▸ TASK: Set down each record exactly as written.

▸ ENTRIES PROVIDED:
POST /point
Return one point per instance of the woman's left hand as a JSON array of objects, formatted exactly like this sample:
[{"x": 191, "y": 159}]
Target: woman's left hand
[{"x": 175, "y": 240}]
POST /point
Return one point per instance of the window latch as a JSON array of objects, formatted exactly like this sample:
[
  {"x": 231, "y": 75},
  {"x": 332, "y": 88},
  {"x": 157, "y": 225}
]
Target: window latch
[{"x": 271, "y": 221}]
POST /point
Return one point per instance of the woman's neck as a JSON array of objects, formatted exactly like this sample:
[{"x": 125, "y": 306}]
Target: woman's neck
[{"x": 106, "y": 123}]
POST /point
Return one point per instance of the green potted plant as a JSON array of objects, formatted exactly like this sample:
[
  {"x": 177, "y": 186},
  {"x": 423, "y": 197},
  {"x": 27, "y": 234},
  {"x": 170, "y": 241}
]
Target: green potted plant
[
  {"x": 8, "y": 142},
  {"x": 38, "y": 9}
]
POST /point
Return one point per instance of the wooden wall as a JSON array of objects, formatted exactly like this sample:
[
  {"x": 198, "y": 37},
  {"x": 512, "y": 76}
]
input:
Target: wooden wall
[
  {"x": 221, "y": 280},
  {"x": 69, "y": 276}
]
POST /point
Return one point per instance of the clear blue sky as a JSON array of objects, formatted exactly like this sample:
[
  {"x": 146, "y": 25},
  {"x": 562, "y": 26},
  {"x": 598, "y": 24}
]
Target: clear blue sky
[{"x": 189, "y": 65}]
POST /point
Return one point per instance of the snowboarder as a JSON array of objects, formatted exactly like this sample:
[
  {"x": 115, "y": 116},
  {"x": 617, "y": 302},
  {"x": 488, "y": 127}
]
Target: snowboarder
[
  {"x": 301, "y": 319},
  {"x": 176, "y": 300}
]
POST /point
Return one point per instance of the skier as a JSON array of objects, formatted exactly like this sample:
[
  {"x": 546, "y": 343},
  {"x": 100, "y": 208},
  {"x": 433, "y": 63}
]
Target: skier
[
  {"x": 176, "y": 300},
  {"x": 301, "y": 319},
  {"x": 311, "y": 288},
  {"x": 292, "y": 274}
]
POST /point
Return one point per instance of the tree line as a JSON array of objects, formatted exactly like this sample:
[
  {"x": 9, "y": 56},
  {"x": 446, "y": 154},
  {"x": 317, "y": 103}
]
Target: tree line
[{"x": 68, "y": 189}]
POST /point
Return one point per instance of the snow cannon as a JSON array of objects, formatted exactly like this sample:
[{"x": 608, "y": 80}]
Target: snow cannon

▸ RESULT:
POST /point
Return one point per instance of the woman's left hand as a JSON array of objects, formatted exactly like this sample:
[{"x": 191, "y": 159}]
Target: woman's left hand
[{"x": 175, "y": 240}]
POST /point
Return one point per instance of the window latch as a JSON array of objects, formatted exactly like this sample:
[
  {"x": 231, "y": 75},
  {"x": 332, "y": 88},
  {"x": 157, "y": 225}
]
Target: window latch
[{"x": 271, "y": 221}]
POST /point
Return one point per instance of the woman's neck as a JSON array of objects, formatted exactly like this sample:
[{"x": 125, "y": 306}]
Target: woman's neck
[{"x": 106, "y": 123}]
POST /point
Return one point per instance of the green potted plant as a JSON array of objects, formatted exactly like this sample:
[
  {"x": 177, "y": 186},
  {"x": 423, "y": 197},
  {"x": 27, "y": 234},
  {"x": 170, "y": 241}
]
Target: green potted plant
[
  {"x": 8, "y": 142},
  {"x": 38, "y": 9}
]
POST /point
Return one point per instance of the wooden wall as a JSON array of objects, formatted exactly like this sample:
[
  {"x": 198, "y": 37},
  {"x": 512, "y": 76}
]
input:
Target: wooden wall
[
  {"x": 221, "y": 280},
  {"x": 69, "y": 276}
]
POST /point
Return one point per instance of the clear blue sky as a JSON array of objects, formatted exactly like this sample:
[
  {"x": 146, "y": 25},
  {"x": 562, "y": 26},
  {"x": 598, "y": 24}
]
Target: clear blue sky
[{"x": 189, "y": 65}]
POST /point
Return one point per instance of the snowboarder as a JSON array of objects, formatted exactly like this sample:
[
  {"x": 115, "y": 116},
  {"x": 617, "y": 302},
  {"x": 488, "y": 127}
]
Target: snowboarder
[
  {"x": 301, "y": 319},
  {"x": 176, "y": 300}
]
POST /point
Return one point per instance of the skier as a JSON array of objects, formatted exactly like this sample:
[
  {"x": 546, "y": 343},
  {"x": 100, "y": 208},
  {"x": 433, "y": 63}
]
Target: skier
[
  {"x": 176, "y": 300},
  {"x": 301, "y": 319},
  {"x": 311, "y": 288},
  {"x": 292, "y": 274}
]
POST /point
Return one point per instance of the tree line as a JSON array of objects, formatted exactly like this sample:
[
  {"x": 9, "y": 56},
  {"x": 446, "y": 154},
  {"x": 317, "y": 103}
]
Target: tree line
[{"x": 68, "y": 189}]
POST /point
Return one point per instance of the snow cannon as a JSON array of objects, formatted exactly like this sample:
[{"x": 608, "y": 80}]
Target: snow cannon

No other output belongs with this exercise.